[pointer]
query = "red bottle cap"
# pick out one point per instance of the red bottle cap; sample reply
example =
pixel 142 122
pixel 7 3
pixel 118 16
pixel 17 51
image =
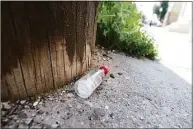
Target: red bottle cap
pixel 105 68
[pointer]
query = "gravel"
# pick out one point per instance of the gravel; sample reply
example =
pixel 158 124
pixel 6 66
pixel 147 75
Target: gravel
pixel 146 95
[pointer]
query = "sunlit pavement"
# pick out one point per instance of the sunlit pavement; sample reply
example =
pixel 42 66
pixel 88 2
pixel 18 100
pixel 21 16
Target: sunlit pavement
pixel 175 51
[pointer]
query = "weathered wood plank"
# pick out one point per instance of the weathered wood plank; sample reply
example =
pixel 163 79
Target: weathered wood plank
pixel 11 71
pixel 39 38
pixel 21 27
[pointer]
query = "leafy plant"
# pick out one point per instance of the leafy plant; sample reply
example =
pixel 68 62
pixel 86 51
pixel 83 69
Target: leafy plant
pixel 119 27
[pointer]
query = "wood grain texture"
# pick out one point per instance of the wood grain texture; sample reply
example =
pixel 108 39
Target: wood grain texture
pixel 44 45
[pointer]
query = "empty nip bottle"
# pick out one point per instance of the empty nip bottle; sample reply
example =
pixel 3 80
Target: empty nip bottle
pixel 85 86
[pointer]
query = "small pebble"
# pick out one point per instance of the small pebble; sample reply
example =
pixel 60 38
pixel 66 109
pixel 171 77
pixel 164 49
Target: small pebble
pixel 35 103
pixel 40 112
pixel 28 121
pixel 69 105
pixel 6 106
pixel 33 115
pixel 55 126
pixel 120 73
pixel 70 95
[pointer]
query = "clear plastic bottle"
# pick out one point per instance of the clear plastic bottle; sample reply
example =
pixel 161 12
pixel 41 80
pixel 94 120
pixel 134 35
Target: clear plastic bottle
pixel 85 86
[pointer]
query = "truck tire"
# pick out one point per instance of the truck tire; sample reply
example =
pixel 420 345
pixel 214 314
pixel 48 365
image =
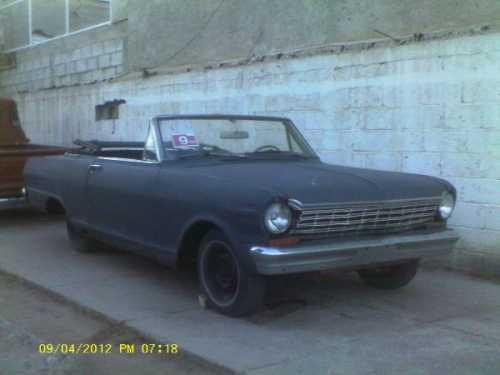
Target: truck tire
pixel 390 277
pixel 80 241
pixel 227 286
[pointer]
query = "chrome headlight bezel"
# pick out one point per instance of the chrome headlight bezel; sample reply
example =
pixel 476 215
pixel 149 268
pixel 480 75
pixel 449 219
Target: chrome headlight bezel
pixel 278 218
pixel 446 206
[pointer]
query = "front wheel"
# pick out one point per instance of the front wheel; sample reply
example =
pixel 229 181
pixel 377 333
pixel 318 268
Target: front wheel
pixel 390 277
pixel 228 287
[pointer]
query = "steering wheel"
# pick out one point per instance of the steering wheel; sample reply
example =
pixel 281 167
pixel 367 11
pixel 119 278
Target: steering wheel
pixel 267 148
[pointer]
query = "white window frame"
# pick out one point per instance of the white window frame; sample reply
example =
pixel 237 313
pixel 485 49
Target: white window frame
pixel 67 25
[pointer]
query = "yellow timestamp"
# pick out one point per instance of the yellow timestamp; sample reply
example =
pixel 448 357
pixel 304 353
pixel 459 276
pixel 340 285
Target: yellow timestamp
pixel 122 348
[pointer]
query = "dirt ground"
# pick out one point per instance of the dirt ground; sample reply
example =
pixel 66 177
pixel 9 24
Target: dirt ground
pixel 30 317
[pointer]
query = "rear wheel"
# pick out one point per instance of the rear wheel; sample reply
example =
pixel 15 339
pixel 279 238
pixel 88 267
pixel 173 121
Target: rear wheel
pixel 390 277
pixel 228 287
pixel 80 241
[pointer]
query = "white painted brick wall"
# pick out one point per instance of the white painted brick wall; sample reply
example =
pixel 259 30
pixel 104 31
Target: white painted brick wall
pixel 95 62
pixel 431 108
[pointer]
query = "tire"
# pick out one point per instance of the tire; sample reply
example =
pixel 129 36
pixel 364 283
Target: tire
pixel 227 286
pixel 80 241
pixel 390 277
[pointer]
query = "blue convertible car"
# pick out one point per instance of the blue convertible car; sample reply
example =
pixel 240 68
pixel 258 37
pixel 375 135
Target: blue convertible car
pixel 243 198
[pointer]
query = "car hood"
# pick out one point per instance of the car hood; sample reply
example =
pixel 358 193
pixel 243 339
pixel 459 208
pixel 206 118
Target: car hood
----------
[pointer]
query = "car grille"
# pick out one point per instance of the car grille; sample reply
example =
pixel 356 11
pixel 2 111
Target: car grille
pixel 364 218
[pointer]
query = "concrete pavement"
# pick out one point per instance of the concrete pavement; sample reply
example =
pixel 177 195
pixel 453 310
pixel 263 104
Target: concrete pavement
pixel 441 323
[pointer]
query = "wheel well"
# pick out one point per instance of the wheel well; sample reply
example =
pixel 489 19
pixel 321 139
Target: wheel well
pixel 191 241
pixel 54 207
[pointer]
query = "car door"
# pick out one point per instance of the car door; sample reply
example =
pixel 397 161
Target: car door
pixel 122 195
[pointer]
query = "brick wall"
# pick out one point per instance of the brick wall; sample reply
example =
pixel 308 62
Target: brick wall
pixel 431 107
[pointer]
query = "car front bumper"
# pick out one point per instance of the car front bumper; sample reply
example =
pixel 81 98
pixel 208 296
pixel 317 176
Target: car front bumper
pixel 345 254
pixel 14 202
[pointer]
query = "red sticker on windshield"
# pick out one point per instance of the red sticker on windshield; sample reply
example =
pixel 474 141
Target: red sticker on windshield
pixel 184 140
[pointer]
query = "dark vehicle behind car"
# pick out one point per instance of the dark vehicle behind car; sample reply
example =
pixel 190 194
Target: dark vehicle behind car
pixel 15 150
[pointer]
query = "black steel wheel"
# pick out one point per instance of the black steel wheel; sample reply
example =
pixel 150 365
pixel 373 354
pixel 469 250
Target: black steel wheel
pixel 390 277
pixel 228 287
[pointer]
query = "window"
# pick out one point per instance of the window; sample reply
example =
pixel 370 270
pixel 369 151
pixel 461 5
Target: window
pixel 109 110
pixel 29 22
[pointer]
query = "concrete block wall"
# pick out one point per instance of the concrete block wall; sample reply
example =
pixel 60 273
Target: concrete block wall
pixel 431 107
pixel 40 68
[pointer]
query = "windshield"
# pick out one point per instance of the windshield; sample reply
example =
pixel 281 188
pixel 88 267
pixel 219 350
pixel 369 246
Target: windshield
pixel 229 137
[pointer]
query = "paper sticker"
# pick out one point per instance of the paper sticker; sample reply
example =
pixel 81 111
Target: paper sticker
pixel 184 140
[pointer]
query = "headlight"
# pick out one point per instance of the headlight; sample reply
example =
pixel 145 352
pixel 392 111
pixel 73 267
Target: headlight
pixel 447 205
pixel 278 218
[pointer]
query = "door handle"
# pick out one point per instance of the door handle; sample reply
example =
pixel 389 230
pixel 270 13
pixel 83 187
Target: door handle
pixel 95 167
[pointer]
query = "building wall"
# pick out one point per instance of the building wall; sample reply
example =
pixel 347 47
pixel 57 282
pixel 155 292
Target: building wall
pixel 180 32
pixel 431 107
----------
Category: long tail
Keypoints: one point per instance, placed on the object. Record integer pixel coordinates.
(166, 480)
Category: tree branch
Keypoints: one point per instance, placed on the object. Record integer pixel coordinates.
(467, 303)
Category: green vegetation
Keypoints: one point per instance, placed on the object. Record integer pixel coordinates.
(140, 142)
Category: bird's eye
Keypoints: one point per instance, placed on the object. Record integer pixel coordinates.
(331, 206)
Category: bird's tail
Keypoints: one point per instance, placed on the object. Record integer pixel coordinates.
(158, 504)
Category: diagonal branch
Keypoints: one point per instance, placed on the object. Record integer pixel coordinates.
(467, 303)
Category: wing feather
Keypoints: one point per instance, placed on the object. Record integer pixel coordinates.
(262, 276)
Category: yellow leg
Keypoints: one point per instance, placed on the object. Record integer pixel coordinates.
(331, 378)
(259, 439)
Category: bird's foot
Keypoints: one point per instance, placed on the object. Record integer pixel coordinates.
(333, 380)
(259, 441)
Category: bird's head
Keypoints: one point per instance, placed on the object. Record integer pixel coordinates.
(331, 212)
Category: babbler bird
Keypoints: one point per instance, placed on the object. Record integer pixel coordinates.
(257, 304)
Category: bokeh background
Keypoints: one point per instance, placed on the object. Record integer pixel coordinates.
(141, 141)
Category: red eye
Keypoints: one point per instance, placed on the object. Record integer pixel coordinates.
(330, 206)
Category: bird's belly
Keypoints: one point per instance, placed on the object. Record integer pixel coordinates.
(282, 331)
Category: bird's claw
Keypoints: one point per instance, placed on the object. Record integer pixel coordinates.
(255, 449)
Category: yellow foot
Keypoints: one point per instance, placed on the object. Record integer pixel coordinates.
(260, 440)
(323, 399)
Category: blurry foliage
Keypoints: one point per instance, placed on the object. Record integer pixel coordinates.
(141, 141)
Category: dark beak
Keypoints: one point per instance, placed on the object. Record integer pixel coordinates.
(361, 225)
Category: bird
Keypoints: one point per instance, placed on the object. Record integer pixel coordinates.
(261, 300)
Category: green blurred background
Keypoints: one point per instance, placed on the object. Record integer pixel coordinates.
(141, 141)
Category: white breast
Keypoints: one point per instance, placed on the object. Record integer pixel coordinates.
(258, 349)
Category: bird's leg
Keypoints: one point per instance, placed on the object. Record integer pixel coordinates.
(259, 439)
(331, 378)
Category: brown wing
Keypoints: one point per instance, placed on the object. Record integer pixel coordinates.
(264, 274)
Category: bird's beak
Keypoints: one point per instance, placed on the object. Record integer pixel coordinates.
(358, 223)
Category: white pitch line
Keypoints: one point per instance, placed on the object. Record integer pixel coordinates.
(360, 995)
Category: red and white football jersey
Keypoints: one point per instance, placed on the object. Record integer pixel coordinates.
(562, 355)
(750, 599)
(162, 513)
----------
Which of the lines above contain the string "sticker"? Select every one of them, treating uppercase and lowercase as different.

Solution to the problem —
query = "red sticker on windshield"
# pick out one point per instance of the red sticker on windshield; sample reply
Target: red sticker on windshield
query = "paper sticker"
# pick out one point per instance of the paper sticker; sample reply
Target: paper sticker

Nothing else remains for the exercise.